Dataset entries:
[Start of Attachment]

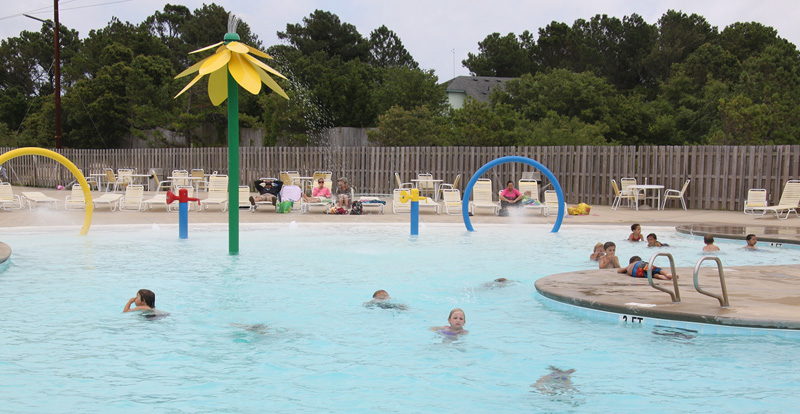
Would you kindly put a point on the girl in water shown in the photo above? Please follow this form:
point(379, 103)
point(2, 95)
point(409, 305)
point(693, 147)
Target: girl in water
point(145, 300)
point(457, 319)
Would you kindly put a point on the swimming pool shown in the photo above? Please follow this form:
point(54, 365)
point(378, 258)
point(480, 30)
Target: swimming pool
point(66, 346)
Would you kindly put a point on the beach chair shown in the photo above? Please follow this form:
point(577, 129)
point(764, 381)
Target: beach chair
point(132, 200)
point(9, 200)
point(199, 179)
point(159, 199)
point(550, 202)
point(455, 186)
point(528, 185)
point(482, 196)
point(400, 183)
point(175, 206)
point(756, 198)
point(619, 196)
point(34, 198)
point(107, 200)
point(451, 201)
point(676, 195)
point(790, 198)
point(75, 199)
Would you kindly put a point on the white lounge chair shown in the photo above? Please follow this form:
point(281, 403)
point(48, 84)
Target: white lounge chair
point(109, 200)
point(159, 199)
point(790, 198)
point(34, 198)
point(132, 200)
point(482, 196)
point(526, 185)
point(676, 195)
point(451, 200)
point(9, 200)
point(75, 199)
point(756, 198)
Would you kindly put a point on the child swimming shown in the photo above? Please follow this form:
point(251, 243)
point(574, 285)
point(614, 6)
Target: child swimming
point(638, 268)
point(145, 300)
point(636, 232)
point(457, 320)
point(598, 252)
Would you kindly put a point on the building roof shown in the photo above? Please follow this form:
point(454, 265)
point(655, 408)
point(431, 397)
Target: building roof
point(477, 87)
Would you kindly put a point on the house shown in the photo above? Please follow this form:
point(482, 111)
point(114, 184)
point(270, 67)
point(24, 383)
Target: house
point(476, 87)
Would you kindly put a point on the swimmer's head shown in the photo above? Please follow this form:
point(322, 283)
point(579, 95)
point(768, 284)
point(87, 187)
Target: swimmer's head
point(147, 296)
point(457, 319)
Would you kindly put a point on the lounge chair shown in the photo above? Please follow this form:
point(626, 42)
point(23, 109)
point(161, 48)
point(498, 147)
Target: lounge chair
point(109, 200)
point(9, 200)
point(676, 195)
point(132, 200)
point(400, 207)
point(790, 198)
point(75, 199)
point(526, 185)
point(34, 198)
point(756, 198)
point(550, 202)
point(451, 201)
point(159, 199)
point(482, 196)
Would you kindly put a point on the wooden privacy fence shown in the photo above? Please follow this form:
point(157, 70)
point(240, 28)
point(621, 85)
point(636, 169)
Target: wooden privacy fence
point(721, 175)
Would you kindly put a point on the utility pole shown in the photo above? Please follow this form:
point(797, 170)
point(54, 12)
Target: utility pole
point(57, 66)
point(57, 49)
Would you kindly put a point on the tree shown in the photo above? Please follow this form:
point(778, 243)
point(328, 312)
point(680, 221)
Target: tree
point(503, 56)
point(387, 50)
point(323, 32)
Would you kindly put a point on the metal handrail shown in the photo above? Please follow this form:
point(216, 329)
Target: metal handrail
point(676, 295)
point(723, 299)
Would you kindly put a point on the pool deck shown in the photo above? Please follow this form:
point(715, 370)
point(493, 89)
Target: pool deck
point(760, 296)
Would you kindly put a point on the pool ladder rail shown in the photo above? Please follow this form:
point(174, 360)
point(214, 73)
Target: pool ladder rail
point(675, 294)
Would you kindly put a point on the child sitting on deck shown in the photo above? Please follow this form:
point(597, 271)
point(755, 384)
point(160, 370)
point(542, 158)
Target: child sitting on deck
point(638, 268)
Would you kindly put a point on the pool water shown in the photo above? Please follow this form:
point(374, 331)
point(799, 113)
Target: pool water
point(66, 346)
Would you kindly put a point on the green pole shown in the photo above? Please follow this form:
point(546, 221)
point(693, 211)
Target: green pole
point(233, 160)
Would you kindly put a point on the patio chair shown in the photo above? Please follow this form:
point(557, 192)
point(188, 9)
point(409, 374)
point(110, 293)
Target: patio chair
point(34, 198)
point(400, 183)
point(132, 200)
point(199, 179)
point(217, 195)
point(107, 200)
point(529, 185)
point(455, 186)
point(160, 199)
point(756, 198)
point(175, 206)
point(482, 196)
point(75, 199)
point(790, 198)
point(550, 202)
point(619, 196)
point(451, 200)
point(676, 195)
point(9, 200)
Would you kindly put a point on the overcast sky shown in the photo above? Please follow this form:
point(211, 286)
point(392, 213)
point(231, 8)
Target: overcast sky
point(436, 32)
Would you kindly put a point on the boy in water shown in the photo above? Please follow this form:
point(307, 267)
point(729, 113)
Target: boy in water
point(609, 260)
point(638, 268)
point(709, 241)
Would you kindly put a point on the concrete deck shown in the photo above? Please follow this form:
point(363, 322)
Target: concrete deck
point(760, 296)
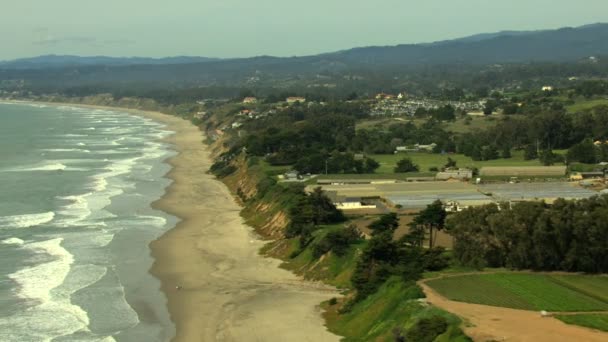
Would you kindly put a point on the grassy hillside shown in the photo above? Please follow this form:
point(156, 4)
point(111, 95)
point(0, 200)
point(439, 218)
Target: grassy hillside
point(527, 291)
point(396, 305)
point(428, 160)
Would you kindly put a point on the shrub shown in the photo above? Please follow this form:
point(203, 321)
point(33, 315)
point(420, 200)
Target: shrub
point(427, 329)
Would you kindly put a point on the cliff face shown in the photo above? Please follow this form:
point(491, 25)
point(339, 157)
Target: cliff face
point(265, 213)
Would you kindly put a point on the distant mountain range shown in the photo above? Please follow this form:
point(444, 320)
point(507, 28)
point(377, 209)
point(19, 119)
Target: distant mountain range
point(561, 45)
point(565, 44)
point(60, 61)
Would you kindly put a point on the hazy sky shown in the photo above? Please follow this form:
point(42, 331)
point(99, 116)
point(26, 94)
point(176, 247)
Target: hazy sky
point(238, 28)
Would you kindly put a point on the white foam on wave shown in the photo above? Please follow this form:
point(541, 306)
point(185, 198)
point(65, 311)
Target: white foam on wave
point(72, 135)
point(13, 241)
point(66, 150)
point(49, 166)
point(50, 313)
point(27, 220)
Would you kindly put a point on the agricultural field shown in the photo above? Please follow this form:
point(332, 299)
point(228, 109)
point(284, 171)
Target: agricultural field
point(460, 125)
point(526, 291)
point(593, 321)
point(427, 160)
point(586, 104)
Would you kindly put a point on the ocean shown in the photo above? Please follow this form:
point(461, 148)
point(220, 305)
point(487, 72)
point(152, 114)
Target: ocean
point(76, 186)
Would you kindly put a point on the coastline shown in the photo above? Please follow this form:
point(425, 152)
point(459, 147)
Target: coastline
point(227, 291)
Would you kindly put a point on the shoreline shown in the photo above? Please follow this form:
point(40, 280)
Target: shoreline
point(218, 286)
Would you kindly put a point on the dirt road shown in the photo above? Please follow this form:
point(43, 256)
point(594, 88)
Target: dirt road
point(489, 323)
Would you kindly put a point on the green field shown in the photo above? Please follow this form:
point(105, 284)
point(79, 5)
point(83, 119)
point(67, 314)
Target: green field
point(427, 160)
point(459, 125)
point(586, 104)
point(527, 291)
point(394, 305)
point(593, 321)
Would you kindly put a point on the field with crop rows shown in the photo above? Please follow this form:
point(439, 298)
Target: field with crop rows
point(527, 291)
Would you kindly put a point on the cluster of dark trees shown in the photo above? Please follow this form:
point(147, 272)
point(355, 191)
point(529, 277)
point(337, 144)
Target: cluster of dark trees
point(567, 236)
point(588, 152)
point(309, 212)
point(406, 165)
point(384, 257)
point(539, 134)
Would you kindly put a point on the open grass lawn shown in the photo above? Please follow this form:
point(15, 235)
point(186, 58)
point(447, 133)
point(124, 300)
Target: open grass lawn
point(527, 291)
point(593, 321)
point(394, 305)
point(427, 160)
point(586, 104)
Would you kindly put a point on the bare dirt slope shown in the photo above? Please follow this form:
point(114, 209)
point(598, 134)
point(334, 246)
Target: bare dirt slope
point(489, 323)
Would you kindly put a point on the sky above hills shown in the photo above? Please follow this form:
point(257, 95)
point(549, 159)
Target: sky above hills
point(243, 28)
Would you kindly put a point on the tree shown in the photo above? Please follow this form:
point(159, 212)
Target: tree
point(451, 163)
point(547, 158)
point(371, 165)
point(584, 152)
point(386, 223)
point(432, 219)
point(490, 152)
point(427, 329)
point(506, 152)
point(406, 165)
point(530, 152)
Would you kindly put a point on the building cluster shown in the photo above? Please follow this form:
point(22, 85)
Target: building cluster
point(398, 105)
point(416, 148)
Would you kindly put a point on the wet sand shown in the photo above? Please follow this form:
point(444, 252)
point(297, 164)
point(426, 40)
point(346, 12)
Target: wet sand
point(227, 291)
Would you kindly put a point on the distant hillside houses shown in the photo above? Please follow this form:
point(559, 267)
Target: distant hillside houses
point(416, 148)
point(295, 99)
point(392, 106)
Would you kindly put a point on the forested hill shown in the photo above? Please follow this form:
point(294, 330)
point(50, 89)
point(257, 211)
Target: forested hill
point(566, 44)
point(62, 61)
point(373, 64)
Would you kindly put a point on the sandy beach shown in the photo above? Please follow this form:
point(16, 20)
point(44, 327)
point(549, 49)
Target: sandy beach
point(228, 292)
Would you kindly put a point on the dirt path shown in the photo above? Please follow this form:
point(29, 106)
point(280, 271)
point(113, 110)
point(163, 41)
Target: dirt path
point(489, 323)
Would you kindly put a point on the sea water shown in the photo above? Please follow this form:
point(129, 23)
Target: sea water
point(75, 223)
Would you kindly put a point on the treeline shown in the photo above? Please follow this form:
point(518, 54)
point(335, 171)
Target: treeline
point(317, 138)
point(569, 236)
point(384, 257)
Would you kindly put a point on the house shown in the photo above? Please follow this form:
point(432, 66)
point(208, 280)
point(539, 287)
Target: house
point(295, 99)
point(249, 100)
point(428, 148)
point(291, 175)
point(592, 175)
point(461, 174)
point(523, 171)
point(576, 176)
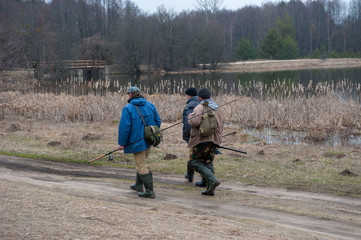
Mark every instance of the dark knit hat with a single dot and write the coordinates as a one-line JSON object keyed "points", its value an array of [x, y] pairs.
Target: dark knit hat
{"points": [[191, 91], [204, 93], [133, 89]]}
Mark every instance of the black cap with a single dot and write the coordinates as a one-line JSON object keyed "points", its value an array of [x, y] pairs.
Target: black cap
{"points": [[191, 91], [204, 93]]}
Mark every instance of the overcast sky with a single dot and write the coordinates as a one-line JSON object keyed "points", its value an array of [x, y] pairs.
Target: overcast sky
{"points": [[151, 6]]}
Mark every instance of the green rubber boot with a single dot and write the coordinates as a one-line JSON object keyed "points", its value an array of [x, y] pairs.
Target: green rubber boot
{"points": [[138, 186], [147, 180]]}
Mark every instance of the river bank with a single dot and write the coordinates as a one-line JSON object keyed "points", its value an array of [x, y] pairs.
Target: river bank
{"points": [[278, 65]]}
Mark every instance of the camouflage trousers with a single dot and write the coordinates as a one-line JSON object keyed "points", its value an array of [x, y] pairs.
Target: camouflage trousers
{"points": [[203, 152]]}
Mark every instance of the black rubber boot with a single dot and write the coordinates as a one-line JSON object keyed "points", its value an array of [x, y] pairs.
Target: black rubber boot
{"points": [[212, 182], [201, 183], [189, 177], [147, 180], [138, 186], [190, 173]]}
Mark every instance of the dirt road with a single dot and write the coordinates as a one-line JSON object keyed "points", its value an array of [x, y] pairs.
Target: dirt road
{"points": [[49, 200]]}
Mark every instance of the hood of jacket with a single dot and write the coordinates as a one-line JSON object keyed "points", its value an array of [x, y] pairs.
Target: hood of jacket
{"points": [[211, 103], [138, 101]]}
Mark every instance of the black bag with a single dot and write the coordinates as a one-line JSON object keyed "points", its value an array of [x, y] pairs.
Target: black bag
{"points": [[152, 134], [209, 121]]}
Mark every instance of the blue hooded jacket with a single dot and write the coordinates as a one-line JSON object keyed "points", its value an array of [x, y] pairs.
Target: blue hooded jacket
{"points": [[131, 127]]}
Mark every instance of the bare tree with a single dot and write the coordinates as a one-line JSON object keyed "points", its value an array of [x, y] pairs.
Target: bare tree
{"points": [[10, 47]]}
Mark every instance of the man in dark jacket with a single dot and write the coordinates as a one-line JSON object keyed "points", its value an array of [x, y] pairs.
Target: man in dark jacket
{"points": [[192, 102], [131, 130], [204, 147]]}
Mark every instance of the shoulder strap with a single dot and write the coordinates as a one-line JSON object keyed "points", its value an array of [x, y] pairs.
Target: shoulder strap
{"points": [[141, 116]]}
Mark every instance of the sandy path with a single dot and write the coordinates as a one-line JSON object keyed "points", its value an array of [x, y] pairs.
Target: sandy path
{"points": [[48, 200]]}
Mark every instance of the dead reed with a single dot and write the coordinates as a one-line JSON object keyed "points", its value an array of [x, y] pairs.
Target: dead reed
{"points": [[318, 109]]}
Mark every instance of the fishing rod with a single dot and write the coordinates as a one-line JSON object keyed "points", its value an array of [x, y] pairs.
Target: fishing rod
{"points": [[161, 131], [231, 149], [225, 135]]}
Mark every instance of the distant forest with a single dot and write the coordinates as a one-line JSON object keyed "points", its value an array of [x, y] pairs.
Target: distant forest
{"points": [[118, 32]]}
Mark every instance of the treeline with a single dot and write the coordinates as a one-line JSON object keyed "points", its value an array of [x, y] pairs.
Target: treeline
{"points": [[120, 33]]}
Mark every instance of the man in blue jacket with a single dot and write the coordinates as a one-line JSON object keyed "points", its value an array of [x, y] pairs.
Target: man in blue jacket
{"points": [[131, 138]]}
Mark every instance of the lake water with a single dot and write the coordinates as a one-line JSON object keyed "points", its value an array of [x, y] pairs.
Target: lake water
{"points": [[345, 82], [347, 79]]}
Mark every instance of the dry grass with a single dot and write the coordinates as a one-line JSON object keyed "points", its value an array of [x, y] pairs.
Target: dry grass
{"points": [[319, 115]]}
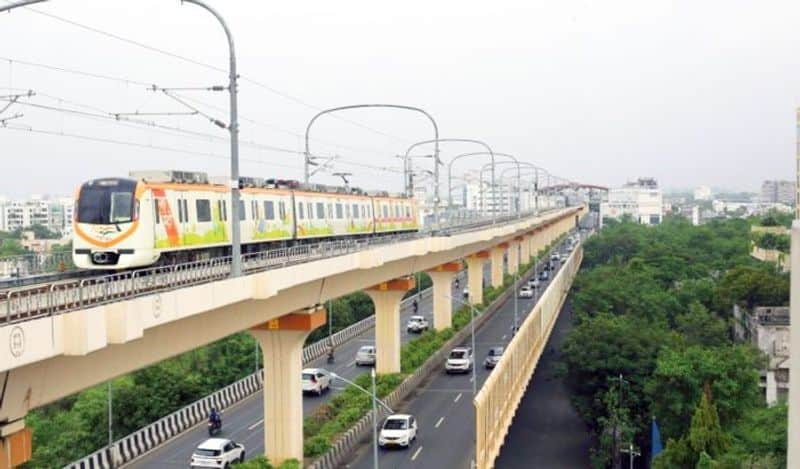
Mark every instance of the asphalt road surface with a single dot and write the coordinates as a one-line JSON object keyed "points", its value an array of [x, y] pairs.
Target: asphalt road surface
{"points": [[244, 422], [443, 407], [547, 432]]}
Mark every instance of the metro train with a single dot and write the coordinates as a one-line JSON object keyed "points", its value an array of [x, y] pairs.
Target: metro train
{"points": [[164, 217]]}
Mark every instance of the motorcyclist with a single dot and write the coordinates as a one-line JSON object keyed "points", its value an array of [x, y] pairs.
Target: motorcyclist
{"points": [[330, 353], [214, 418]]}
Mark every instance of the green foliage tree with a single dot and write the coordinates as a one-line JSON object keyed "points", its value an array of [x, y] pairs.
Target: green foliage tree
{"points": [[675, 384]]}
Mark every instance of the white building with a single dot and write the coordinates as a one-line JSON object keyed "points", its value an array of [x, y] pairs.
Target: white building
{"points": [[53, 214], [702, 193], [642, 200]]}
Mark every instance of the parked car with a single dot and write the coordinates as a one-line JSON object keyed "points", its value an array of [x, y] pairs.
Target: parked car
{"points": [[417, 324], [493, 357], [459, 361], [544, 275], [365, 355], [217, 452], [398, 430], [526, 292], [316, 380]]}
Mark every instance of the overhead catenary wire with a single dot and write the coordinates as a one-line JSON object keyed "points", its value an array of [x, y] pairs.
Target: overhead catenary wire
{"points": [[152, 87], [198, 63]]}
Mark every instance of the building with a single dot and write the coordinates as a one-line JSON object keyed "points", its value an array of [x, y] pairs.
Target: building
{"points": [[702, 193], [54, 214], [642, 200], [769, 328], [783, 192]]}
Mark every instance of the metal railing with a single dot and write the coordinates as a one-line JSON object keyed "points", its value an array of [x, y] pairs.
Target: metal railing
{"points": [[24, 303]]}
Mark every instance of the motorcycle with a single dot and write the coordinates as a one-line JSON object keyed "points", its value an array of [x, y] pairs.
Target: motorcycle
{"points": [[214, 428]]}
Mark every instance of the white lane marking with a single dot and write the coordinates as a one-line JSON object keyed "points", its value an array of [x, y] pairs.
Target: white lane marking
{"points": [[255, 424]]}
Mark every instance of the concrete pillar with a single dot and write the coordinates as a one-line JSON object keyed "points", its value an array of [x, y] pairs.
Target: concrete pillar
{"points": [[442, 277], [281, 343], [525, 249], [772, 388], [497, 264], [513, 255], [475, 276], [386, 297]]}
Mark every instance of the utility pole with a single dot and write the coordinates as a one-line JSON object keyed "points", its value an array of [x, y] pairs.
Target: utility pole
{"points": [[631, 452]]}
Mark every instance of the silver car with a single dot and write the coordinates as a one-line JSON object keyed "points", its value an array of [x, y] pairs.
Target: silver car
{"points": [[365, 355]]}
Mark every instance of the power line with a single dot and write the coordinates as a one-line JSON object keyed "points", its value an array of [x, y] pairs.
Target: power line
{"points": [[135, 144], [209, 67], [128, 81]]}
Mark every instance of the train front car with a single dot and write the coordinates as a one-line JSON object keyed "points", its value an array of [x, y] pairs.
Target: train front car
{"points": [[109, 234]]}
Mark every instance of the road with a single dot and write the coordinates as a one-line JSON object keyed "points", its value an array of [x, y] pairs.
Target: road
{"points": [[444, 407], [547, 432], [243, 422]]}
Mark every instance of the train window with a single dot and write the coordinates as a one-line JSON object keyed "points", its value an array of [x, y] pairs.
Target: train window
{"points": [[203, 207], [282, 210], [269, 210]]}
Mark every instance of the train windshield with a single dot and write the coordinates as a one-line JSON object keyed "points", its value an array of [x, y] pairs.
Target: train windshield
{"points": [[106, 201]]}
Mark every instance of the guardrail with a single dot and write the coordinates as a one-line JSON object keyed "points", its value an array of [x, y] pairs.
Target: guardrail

[End of Attachment]

Activity:
Write out nothing but the lines from the start of the data through the line with "point(764, 381)". Leave out the pictures.

Solution to this exercise:
Would you kindly put a point on the girl in water shown in the photo above? Please follow this form:
point(379, 103)
point(2, 95)
point(409, 305)
point(693, 147)
Target: girl in water
point(145, 300)
point(457, 319)
Would you kindly put a point on the swimming pool shown in the photo above? Please follow this form:
point(54, 365)
point(378, 258)
point(480, 30)
Target: swimming pool
point(66, 346)
Would you kindly put a point on the beach chair shown in the photo above? Please follow this form:
point(577, 129)
point(764, 381)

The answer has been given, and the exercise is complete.